┌────────

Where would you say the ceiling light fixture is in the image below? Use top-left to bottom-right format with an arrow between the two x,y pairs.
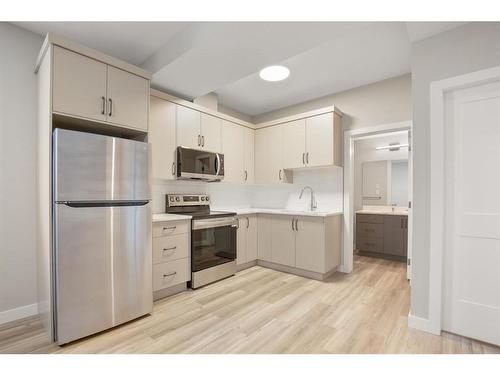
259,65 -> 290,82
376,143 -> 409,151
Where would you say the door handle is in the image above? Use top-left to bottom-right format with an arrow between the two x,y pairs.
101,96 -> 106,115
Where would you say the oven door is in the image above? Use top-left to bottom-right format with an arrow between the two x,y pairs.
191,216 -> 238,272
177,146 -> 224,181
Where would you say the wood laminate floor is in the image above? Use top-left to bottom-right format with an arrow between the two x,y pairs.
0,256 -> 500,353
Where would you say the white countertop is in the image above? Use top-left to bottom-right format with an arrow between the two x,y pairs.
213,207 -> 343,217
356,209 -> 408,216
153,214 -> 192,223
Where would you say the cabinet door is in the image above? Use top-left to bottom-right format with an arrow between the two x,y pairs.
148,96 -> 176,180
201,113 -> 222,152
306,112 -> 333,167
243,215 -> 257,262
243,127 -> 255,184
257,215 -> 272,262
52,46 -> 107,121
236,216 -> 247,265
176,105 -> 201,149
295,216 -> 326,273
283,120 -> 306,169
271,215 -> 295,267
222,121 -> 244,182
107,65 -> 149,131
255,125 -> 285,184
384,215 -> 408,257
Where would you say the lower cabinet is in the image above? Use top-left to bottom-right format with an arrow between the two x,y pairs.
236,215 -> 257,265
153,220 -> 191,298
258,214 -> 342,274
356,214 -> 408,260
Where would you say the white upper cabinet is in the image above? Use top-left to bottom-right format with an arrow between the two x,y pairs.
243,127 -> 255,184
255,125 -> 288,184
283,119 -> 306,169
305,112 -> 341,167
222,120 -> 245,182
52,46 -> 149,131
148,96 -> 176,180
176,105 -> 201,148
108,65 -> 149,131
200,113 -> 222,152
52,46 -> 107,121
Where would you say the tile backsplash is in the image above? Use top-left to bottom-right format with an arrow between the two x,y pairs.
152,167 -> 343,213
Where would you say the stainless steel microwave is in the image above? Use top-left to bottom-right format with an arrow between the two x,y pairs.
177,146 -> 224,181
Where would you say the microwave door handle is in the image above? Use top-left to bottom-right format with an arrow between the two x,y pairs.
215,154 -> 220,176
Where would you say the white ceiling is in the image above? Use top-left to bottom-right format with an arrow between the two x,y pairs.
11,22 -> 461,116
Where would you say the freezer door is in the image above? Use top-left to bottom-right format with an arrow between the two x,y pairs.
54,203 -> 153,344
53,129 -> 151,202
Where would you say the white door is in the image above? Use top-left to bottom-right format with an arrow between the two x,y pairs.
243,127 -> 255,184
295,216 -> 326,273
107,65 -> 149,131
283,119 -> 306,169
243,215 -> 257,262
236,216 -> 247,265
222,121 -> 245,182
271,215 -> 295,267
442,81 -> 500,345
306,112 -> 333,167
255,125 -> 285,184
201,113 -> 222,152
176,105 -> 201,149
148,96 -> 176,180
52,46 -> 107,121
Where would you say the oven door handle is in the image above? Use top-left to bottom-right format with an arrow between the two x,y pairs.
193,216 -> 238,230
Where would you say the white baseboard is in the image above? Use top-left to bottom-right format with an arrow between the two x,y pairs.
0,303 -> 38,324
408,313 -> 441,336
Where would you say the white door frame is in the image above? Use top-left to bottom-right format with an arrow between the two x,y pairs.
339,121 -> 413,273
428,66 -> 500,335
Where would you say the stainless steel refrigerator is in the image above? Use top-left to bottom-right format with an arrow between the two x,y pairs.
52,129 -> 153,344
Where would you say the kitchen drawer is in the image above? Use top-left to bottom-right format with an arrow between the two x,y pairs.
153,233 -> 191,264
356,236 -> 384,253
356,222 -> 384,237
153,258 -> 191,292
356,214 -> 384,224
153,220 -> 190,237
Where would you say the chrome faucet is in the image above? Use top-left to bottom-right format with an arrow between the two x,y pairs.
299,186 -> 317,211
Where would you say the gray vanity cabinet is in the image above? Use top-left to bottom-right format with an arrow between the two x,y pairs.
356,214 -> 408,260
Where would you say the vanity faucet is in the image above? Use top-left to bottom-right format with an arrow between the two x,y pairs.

└────────

Reproduce every one of the lines above verbatim, leaving out the pictures.

Where would you say the ceiling light fixture is in the image below? Use top-left to bottom-right format with an arrow between the two x,y pairs.
259,65 -> 290,82
376,143 -> 409,151
Where would you say the door handle is in the image above? Use top-left to bottom-right format with an arrow between the two x,y pairs.
101,96 -> 106,115
Where would you say the oven door is in the image above? Use top-left to bottom-right format with an arrow between the two x,y pairs.
191,216 -> 238,272
177,146 -> 224,181
Where would you say the wood laminate floor is in the image above? Use top-left to bottom-right format with an arrow between the two x,y pairs.
0,256 -> 500,353
Where would you say the white countertop is in the image above? Use top-left to bottom-right format with an arrow between the two x,y pairs.
213,207 -> 343,217
356,209 -> 408,216
153,214 -> 192,223
Where would you say the cabinet door is in the image above? Use top-left to bottom-right format with an arrow between the two x,y pairs.
148,96 -> 176,180
201,113 -> 222,152
306,112 -> 333,167
243,215 -> 257,262
243,127 -> 255,184
257,215 -> 272,262
52,46 -> 107,121
236,216 -> 247,265
176,105 -> 201,149
295,216 -> 326,273
283,120 -> 306,169
271,215 -> 295,267
222,121 -> 244,182
107,65 -> 149,131
255,125 -> 285,184
384,215 -> 408,257
Where would you say the lower cabinet is in the image above? Use top-left to bottom-right format with an arrow between the two x,y pairs.
236,215 -> 257,265
153,220 -> 191,298
258,214 -> 342,274
356,214 -> 408,260
Where would you say the white upper cabinet is in the image above? Use top-left to bottom-right format with an arrow between the two x,y pairs.
243,127 -> 255,184
255,125 -> 288,184
283,119 -> 306,169
305,112 -> 341,167
222,120 -> 245,182
52,46 -> 149,131
148,96 -> 176,180
176,105 -> 201,148
108,65 -> 149,131
200,113 -> 222,152
52,46 -> 107,121
Where would you say the tile backsplash is in the image above? Use top-left to bottom-right format with an arrow between the two x,y pairs.
152,167 -> 343,213
Where would you say the stainless steel microwave is in the image above? Use top-left to bottom-right format with an arrow between the two x,y pairs.
177,146 -> 224,181
Where would you say the microwave door handle is in the image above? Use top-left to bottom-right format with an arrow between the two x,y pairs.
215,154 -> 220,176
Where would you say the white ceiling is in the image above? Use top-left to bottom-right format with an arrow between the two x,y pairs.
11,22 -> 461,116
Where would you say the freezer door is in the image above? Use top-left to bottom-right format with an arrow between the two x,y pairs.
54,203 -> 153,344
53,129 -> 151,202
Where would you say the white door is in the image above? Use top-left to bottom-right format with an arrow between the two x,y pairs.
243,127 -> 255,184
295,216 -> 326,273
107,65 -> 149,131
283,119 -> 306,169
243,215 -> 257,262
236,216 -> 247,265
222,121 -> 245,182
271,215 -> 295,267
442,81 -> 500,345
306,112 -> 333,167
255,125 -> 285,184
201,113 -> 222,152
176,105 -> 201,149
148,96 -> 176,180
52,46 -> 107,121
Where would you say the oven door handle is in the image above? Use top-left to bottom-right format with an arrow between the two x,y pairs.
193,216 -> 238,230
Where would you say the white baseboard is in the image above? Use top-left to bottom-right format with an arrow between the two x,y pairs.
0,303 -> 38,324
408,313 -> 441,336
Where would you say the white door frame is in the image above? Use top-left to bottom-right format with an arrow between the two x,y pairs.
339,121 -> 413,273
428,66 -> 500,335
Where would you say the stainless steel refrigerator is in the image above? Use top-left to bottom-right format with an arrow between the two x,y pairs.
52,129 -> 153,344
Where would you say the kitchen drawer is in the image above? Use top-left to bottom-right format with an arrow between the two x,y pairs.
153,233 -> 191,264
356,236 -> 384,253
356,222 -> 384,237
153,258 -> 191,292
356,214 -> 384,224
153,220 -> 190,237
Where would you say the chrome faucet is in the image above? Use top-left to bottom-right format with an arrow between the two x,y pairs.
299,186 -> 317,211
Where would you say the gray vanity cabinet is in the image above? Use top-left to bottom-right format with an arrow between the two x,y pairs.
356,214 -> 408,260
Where would you say the vanity faucet is in the image above? Use top-left to bottom-right format with an arrow between the two x,y pairs.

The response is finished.